Task directions
Copy every line, leaving nothing out and adding nothing.

Coordinate annotation records:
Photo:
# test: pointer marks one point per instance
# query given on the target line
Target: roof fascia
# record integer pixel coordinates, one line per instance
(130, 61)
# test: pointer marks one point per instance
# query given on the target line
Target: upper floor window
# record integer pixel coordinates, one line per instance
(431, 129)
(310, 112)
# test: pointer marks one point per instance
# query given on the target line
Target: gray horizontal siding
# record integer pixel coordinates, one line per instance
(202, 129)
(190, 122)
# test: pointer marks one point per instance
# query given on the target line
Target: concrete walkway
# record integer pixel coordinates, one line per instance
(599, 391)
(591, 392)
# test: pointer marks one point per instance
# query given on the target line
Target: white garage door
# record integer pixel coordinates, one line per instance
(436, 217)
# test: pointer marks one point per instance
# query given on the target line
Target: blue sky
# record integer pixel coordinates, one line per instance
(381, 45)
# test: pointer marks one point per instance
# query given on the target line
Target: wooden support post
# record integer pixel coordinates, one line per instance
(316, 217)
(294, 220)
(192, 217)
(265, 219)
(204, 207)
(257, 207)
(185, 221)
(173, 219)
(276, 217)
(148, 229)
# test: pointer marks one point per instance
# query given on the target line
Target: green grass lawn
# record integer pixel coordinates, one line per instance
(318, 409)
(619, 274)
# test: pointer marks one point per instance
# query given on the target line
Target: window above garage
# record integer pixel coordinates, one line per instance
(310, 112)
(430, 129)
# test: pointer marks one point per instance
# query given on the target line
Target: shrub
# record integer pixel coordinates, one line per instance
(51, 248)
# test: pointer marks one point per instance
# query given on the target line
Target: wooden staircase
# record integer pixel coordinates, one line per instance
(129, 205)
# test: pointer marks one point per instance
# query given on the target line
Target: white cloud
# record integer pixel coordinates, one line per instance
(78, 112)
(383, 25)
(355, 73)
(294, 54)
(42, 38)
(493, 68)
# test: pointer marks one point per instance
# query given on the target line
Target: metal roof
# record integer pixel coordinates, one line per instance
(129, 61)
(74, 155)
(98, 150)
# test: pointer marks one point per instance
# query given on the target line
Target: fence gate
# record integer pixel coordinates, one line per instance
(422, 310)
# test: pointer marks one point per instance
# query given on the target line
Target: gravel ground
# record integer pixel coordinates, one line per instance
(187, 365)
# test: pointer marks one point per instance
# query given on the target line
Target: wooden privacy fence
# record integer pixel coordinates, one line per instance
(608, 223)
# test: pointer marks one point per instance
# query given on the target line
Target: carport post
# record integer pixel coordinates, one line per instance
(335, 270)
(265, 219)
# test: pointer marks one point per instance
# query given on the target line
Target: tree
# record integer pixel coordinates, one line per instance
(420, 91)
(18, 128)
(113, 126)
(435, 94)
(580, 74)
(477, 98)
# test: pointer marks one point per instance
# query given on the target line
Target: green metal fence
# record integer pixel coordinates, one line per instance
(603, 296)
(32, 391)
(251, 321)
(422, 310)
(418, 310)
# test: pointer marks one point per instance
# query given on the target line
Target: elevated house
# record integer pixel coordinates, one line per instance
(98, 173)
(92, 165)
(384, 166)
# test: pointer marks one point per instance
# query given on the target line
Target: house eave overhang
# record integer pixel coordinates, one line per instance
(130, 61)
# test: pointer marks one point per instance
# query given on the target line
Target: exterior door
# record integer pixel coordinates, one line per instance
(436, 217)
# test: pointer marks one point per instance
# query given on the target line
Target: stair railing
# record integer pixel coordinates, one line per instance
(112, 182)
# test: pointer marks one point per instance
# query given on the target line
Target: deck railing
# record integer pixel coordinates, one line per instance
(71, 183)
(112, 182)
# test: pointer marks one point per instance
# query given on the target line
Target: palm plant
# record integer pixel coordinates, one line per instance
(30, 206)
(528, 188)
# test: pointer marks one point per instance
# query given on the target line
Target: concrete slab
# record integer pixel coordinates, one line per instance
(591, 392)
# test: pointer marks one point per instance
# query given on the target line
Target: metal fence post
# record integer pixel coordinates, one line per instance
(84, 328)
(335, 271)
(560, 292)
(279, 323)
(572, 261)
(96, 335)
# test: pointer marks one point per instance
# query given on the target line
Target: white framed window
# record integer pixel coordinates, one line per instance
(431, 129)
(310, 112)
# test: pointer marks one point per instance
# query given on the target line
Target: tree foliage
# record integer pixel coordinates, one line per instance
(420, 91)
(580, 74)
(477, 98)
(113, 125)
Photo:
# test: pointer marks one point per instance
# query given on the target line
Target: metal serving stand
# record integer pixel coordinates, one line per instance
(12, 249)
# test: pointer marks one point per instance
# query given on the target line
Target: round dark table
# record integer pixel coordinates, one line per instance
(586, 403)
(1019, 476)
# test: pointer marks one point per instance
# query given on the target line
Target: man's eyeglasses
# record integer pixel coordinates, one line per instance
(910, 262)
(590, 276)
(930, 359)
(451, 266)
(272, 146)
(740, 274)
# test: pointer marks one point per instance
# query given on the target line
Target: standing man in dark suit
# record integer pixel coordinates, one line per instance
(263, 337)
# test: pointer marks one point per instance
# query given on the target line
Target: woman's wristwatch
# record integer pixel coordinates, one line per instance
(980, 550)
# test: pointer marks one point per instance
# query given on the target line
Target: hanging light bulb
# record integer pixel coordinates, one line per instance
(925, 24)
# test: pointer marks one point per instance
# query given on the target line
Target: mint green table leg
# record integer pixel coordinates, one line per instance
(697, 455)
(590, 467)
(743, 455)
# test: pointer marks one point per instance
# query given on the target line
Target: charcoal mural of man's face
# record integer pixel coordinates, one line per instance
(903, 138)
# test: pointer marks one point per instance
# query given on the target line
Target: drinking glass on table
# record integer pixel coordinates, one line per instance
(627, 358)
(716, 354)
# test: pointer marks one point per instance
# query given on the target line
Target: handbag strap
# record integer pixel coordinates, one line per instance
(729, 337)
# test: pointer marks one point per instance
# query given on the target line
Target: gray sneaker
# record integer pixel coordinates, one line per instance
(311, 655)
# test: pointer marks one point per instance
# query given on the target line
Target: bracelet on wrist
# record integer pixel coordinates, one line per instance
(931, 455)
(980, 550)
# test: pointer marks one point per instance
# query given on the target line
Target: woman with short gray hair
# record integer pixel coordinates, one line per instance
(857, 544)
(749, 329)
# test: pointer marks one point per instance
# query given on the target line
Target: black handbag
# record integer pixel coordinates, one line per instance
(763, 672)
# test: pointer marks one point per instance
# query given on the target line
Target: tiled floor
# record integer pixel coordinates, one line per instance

Written solution
Photo:
# test: pointer marks one point per instance
# query given on the target line
Target: roof fascia
# record integer pixel coordinates, one line per instance
(130, 61)
# test: pointer marks one point per instance
# query given on the target line
Target: upper floor window
# record integer pixel coordinates, one line per instance
(431, 129)
(310, 112)
# test: pointer marks one point per instance
# query given on the target line
Target: gray horizontal siding
# record integer pixel coordinates, one line per instance
(202, 129)
(190, 122)
# test: pointer marks one point per instance
# query given on the target line
Target: concrete walkway
# record integer pixel coordinates, one line per instance
(599, 391)
(591, 392)
# test: pointer marks one point per instance
# query given on the target line
Target: white garage door
# record integer pixel coordinates, one line per instance
(436, 217)
# test: pointer marks one point per instance
# query given on the target line
Target: blue sky
# record integer pixel coordinates, one line per instance
(381, 45)
# test: pointer marks one point per instance
# query given on the target line
Target: wooden support post
# record integer pixel coordinates, one line per instance
(316, 217)
(294, 220)
(192, 217)
(265, 219)
(204, 207)
(257, 207)
(185, 221)
(173, 219)
(276, 217)
(148, 229)
# test: pointer marks one point per instance
# query given on the target line
Target: green grass lawn
# record integer pixel coordinates, one line per instance
(318, 409)
(619, 274)
# test: pointer marks one point per instance
# query given on the target line
Target: window above garage
# record integer pixel coordinates, one line per instance
(310, 112)
(430, 129)
# test: pointer marks one point per instance
# query given on the target line
Target: shrub
# record integer pixel coordinates, one line per instance
(51, 248)
# test: pointer marks one point per instance
# query given on the target line
Target: wooden staircase
# record integer pixel coordinates, one line per instance
(129, 205)
# test: pointer marks one point per instance
# query given on the target line
Target: white cloud
# record integer pixel coordinates, one line per instance
(78, 112)
(383, 25)
(355, 73)
(294, 54)
(42, 38)
(493, 68)
# test: pointer marks one point per instance
# query given on the target line
Target: metal roof
# record integer pixel coordinates, one line per instance
(129, 61)
(74, 155)
(98, 150)
# test: pointer marks one point per instance
# query given on the target line
Target: fence gate
# record integer pixel coordinates, one line per instance
(422, 310)
# test: pointer marks one point per instance
# query given on the target line
Target: gravel ground
# record integer pixel coordinates, one line per instance
(187, 365)
# test: pointer marks one point per instance
# query given on the target line
Target: wooden privacy fence
# record integer pixel coordinates, one line per instance
(608, 223)
# test: pointer marks one point per instance
# query given on the target line
Target: carport post
# record integer pixel coordinates, one line per instance
(335, 270)
(265, 219)
# test: pointer marks one point per instance
# query given on the target line
Target: tree
# record integer pixel coordinates, one line per instance
(420, 91)
(18, 128)
(113, 126)
(435, 94)
(580, 74)
(477, 98)
# test: pointer marks one point per instance
# query given on the target line
Target: green metal fence
# record integer pixel coordinates, one line per instance
(603, 296)
(32, 391)
(251, 321)
(422, 310)
(418, 310)
# test: pointer marks one point per instance
# query given on the target line
Target: elevated house
# record integer pixel coordinates, one line per instance
(98, 173)
(92, 165)
(384, 166)
# test: pointer marks one point per instance
# query given on the target line
Target: house eave overhang
# record integer pixel coordinates, one line per instance
(130, 61)
# test: pointer marks one point per instance
# query given on the target line
Target: exterior door
# record integer pixel coordinates, one line per instance
(436, 217)
# test: pointer marks one point per instance
# query given on the target line
Target: stair railing
# record integer pixel coordinates, one line per instance
(112, 182)
# test: pointer marks one point per instance
# query given on the target line
Target: deck railing
# record integer pixel coordinates, one line per instance
(71, 183)
(112, 182)
# test: pointer marks one point per instance
# query given on the target line
Target: palm plant
# record integer pixel coordinates, one line per instance
(30, 206)
(528, 188)
# test: pointer marks one point per instance
# query given on the target line
Target: concrete slab
# record integer pixel coordinates, one line per instance
(591, 392)
# test: pointer marks one point per instance
# query given on the target line
Target: metal fence post
# record integer pixel coordinates, one line per instance
(84, 328)
(335, 271)
(560, 292)
(279, 323)
(572, 261)
(96, 335)
# test: pointer marks one point per instance
# query given on the target line
Target: white framed window
# record integer pixel coordinates, one line per instance
(431, 129)
(310, 112)
# test: pointer marks one point per instance
# query given on the target line
Target: tree foliage
# record integer pixel coordinates, one line per instance
(420, 91)
(580, 74)
(477, 98)
(113, 125)
Photo:
# test: pointer marks one point per instance
# query given on the target line
Target: metal serving stand
# record integer pixel coordinates, one line per instance
(12, 249)
# test: pointer marks one point per instance
# query given on the target line
Target: round dark table
# record integer pixel coordinates, one line per instance
(586, 403)
(1019, 476)
# test: pointer marks one point per instance
# query given on the target line
Target: man's eyeglasses
# record integer pixel coordinates, one line per instance
(910, 262)
(590, 276)
(930, 359)
(451, 266)
(272, 146)
(740, 274)
# test: pointer marks one point per instance
# query given on the target line
Target: standing man in dark suit
# record integer pixel coordinates, one line per instance
(263, 337)
# test: pointer marks one point per instance
# query given on the target line
Target: woman's wristwatch
# record integer pixel coordinates, one line per instance
(980, 550)
# test: pointer marks one point per instance
# query given on the target line
Target: hanging light bulb
# record integer pixel coordinates, one line per instance
(925, 24)
# test: pointer marks one point per instance
# query given on the target line
Target: mint green table leg
# record integer pixel coordinates, one line per instance
(697, 455)
(590, 467)
(743, 455)
# test: pointer marks one point per instance
# query given on the target line
Target: charcoal mural of man's face
# record integer pixel coordinates, one line per instance
(903, 138)
# test: pointer marks one point per instance
# query given on the target line
Target: drinking glass on table
# record integer pixel coordinates, one line per instance
(627, 358)
(716, 354)
# test: pointer marks one point per instance
# query given on the target line
Target: handbag strap
# record integer pixel coordinates, one line per instance
(729, 337)
# test: pointer marks one point per instance
# query given on the target line
Target: gray sneaker
# record integer pixel coordinates, one line per instance
(311, 655)
# test: pointer marks one point per instance
# query given on the target line
Target: bracelet on wrist
# record integer pixel coordinates, one line per instance
(931, 455)
(980, 550)
# test: pointer marks one point per instance
# query given on the target line
Target: woman with short gray hair
# record integer pixel coordinates, one line per instance
(857, 544)
(749, 329)
# test: pointer marks one point per instance
# query given on the target line
Target: black handbag
# record integer pixel coordinates, one line per instance
(763, 672)
# test: pointer marks one point per instance
# query given on the target line
Target: tiled floor
# record integer pixel coordinates, one line per instance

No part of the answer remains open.